• **Goal of the exercise**
Extract every line of the material below that contains the word "white", and copy each such line in full.

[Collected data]
— start —

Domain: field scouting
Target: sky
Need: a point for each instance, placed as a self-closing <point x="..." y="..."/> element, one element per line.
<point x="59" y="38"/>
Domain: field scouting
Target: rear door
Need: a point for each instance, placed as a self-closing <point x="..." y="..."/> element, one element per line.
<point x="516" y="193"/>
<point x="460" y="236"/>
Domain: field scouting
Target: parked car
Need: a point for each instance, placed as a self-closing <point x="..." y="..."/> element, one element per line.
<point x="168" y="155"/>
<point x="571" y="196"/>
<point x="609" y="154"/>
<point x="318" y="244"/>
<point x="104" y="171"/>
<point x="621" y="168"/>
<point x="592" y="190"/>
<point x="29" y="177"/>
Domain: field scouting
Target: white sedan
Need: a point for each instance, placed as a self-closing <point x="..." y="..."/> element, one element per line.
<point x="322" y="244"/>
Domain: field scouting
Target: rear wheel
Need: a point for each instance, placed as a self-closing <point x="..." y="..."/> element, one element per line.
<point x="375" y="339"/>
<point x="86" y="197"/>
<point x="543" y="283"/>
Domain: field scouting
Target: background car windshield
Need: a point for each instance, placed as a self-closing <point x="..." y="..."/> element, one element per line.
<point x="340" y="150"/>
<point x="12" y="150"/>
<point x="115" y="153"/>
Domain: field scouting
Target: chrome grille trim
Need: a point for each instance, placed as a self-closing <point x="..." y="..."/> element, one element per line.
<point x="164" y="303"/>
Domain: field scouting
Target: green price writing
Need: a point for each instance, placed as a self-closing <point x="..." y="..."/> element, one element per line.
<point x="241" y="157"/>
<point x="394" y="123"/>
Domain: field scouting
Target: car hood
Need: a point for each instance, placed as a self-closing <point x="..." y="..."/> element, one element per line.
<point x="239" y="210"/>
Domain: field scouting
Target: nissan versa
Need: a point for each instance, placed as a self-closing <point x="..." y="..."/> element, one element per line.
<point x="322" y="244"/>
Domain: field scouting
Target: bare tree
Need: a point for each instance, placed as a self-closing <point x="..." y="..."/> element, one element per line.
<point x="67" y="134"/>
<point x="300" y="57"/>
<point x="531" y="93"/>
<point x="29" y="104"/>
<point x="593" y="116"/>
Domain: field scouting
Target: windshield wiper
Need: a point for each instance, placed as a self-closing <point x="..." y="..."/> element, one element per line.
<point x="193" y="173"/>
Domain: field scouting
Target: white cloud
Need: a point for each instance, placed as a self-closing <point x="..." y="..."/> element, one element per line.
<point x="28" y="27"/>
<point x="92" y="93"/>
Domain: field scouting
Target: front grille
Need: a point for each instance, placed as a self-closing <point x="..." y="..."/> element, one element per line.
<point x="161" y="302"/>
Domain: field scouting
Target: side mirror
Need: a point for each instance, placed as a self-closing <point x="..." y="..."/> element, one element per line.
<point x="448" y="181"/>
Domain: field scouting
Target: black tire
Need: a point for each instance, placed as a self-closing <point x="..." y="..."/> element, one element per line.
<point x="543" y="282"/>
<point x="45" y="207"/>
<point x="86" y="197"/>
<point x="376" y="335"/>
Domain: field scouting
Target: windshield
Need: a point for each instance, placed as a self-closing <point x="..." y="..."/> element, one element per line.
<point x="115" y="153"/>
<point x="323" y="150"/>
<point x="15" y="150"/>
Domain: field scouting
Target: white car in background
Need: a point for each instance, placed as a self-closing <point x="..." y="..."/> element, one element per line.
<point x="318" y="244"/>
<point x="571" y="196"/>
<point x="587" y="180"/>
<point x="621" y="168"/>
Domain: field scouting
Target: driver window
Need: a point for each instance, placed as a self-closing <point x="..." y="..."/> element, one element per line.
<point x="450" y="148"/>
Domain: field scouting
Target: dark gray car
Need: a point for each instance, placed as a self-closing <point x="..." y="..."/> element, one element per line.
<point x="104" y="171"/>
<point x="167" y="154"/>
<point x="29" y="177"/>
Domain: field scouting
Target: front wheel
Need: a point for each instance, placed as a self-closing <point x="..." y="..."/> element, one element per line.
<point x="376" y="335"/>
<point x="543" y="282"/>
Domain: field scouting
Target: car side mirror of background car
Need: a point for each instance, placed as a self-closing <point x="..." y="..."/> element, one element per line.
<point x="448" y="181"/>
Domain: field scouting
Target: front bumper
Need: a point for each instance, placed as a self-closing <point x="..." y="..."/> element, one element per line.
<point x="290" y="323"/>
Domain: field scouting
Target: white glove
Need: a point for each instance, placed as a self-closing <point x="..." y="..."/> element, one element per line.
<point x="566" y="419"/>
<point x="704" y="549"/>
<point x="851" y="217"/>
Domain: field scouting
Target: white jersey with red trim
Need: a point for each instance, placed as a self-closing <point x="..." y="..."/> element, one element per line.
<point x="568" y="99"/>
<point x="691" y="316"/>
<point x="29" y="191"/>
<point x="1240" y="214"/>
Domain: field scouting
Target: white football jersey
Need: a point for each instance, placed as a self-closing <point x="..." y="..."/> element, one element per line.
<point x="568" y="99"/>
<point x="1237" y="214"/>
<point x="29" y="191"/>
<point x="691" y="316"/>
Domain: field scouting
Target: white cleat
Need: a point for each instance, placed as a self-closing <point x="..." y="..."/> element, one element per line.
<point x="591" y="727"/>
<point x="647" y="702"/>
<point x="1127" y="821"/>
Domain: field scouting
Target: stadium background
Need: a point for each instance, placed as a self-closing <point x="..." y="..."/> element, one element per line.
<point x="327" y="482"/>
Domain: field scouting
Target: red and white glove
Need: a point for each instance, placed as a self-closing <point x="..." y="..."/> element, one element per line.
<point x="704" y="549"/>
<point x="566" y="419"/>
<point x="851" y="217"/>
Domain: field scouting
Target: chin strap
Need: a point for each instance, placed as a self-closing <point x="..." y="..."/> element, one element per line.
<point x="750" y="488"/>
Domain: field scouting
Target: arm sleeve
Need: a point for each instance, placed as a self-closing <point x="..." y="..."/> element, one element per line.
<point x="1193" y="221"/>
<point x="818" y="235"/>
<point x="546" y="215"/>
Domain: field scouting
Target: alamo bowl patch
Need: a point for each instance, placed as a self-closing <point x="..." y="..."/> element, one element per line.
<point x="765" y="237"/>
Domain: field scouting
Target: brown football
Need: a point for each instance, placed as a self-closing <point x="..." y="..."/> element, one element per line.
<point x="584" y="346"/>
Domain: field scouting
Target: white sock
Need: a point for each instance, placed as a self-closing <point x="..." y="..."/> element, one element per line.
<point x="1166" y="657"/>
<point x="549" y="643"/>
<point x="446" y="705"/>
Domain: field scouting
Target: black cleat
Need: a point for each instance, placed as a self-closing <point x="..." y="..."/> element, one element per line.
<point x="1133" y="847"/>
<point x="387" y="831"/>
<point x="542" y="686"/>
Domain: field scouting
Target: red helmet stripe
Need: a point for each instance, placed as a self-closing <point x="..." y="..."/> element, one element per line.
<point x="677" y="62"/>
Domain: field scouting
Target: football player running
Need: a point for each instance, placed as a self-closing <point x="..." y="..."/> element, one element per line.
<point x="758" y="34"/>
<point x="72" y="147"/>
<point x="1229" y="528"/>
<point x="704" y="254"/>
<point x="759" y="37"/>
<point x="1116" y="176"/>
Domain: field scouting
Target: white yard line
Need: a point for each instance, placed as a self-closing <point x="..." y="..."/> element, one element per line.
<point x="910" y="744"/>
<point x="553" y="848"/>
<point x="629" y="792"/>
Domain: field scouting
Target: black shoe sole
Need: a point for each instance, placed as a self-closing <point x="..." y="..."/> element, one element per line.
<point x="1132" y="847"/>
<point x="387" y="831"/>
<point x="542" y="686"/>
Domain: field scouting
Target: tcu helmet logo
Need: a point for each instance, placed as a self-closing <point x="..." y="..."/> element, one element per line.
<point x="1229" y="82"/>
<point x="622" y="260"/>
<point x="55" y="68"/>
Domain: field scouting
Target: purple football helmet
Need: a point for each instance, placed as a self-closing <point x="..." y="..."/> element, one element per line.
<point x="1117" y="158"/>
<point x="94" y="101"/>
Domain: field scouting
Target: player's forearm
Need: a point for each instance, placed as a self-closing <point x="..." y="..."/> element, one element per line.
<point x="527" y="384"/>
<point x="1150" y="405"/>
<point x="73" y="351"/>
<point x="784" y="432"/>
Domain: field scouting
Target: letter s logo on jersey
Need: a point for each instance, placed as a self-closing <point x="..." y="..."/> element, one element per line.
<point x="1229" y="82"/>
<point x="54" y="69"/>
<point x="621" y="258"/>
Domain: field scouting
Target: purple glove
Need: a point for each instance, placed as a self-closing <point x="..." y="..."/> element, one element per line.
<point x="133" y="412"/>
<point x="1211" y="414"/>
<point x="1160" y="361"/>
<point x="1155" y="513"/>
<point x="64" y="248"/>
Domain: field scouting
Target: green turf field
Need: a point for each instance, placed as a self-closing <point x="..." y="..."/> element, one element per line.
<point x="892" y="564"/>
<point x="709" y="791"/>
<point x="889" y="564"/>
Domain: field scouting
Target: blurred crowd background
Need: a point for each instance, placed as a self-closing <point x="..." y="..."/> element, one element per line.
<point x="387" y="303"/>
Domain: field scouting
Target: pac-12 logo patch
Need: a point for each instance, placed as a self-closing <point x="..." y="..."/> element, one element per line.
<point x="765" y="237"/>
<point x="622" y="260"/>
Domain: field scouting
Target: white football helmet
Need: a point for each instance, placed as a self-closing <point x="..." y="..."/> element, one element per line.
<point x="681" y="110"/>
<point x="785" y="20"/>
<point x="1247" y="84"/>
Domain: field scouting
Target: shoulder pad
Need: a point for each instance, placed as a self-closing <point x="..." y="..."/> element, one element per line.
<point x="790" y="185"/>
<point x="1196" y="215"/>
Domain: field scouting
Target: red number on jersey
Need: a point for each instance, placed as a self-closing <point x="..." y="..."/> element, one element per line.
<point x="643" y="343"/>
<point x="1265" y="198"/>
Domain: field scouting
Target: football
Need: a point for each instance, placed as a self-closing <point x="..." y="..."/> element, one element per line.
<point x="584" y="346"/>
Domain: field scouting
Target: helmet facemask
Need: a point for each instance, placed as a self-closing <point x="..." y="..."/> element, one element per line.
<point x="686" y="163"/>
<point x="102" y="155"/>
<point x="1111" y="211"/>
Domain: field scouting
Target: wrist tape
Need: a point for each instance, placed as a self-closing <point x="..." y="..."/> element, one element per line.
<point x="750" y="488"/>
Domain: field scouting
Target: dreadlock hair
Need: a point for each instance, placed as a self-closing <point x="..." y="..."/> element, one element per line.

— end —

• **Exercise output**
Target: white sedan
Target: white cloud
Target: white car in background
Target: white glove
Target: white jersey with red trim
Target: white football jersey
Target: white cleat
Target: red and white glove
Target: white sock
Target: white yard line
Target: white football helmet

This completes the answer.